Collection entries
= = =

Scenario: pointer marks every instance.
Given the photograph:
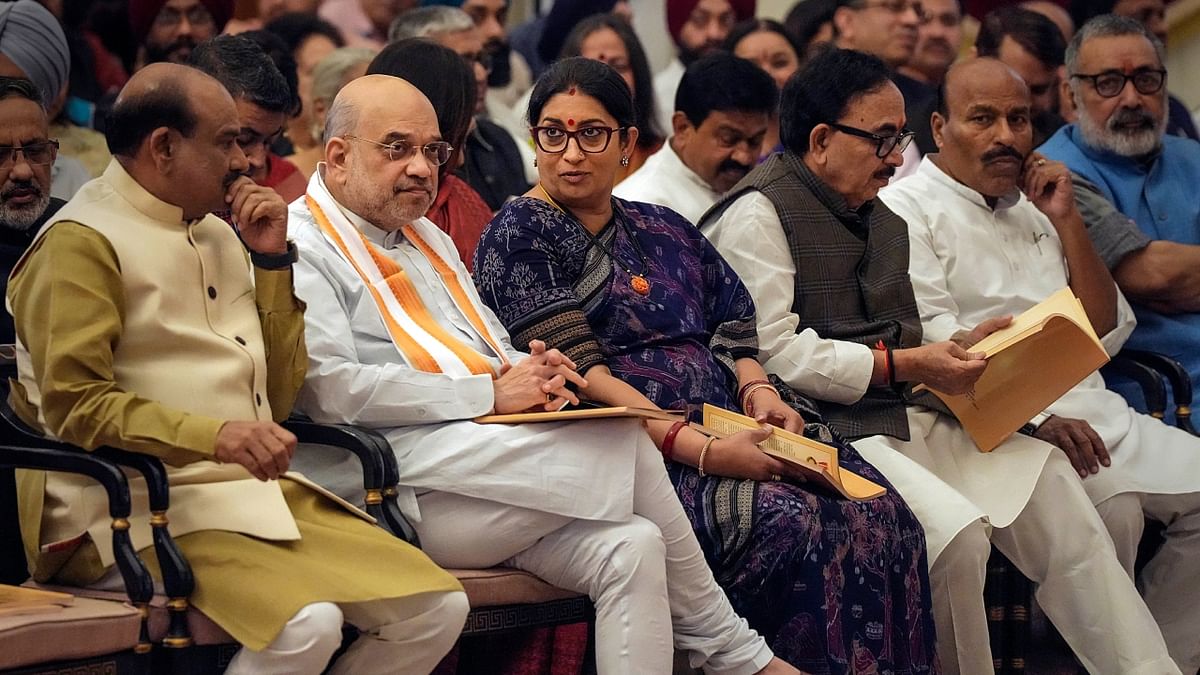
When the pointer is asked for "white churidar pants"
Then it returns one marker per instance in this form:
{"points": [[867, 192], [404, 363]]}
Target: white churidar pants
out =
{"points": [[1056, 539], [397, 635], [648, 579]]}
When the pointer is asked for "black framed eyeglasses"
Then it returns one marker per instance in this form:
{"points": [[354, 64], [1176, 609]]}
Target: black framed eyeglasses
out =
{"points": [[484, 59], [39, 154], [883, 144], [436, 153], [593, 139], [1111, 83]]}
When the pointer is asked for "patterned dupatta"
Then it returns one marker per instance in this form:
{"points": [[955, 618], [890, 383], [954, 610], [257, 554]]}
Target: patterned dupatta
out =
{"points": [[421, 341]]}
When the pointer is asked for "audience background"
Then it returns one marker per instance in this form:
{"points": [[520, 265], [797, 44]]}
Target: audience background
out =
{"points": [[321, 45]]}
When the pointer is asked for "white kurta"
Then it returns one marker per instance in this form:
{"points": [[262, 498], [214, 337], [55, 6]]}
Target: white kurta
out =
{"points": [[665, 180], [750, 237], [666, 82], [357, 376], [970, 262]]}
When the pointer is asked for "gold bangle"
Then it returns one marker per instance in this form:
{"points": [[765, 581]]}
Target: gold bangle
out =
{"points": [[703, 452], [750, 392]]}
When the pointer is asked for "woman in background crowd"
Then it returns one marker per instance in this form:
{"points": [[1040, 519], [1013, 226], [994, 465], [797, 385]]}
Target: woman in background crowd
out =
{"points": [[310, 40], [768, 45], [328, 78], [449, 83], [609, 39], [654, 317]]}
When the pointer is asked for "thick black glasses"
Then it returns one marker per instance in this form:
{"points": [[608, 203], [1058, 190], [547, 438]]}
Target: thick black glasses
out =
{"points": [[883, 144], [39, 154], [437, 153], [553, 139], [1111, 83]]}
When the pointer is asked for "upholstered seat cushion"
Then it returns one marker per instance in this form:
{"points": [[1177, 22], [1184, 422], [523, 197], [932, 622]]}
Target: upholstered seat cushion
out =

= = =

What you have to do: Transcribe the records above exactly, leaving out every picture.

Finished task:
Scenario: pointer marks every instance.
Given the photograph:
When the pointer is asked for "white churidar pants"
Then it returns one marker per instance in this form:
{"points": [[867, 192], [404, 363]]}
Target: white churidar pants
out =
{"points": [[1056, 539], [397, 635], [648, 579]]}
When the pointer is asked for "black framed eyeglasses"
Then it returns one marker per instance in this form:
{"points": [[354, 64], [1176, 609]]}
Target: black framed eyeglasses
out =
{"points": [[484, 59], [39, 154], [883, 144], [436, 153], [593, 139], [1111, 83]]}
When the pointer is asked for "patterned dupatta"
Then it returns one marker per instance in this form:
{"points": [[955, 618], [890, 383], [954, 610], [257, 554]]}
Target: patterned dupatta
out =
{"points": [[421, 341]]}
When the pointer is asked for "audience background"
Then it returns one marker per instance in this form:
{"points": [[520, 265], [797, 44]]}
Target: audience background
out =
{"points": [[321, 45]]}
When the pointer is asked for "white kurta"
Then it returns one marker per instance in this form:
{"points": [[262, 498], [214, 337], [55, 6]]}
Target: white kurta
out =
{"points": [[665, 180], [750, 237], [666, 82], [357, 376], [970, 262]]}
When the pointer is asked for "gold bangle"
Then it returns one marker per instance in this form:
{"points": [[765, 581]]}
Target: gold bangle
out =
{"points": [[703, 452], [750, 392]]}
When the pointer is asked for "woman in background crowd"
Then it returns one marker per instance in this form:
{"points": [[1040, 519], [1013, 226], [994, 465], [797, 385]]}
Target: woman in background crowd
out =
{"points": [[310, 40], [768, 45], [328, 78], [449, 83], [609, 39], [654, 317]]}
When the pointer is asked for "thick black glasses"
Then it returns one marker per instance in this form:
{"points": [[608, 203], [1058, 190], [547, 438]]}
Target: thick black glasses
out =
{"points": [[883, 144], [39, 154], [437, 153], [553, 139], [1111, 83]]}
When the pointer is asked for "upholstered seat cushion"
Then it returns one marker per instance in this form:
{"points": [[1177, 22], [1184, 422], [523, 197], [932, 622]]}
Target: upholstered seat cushion
out =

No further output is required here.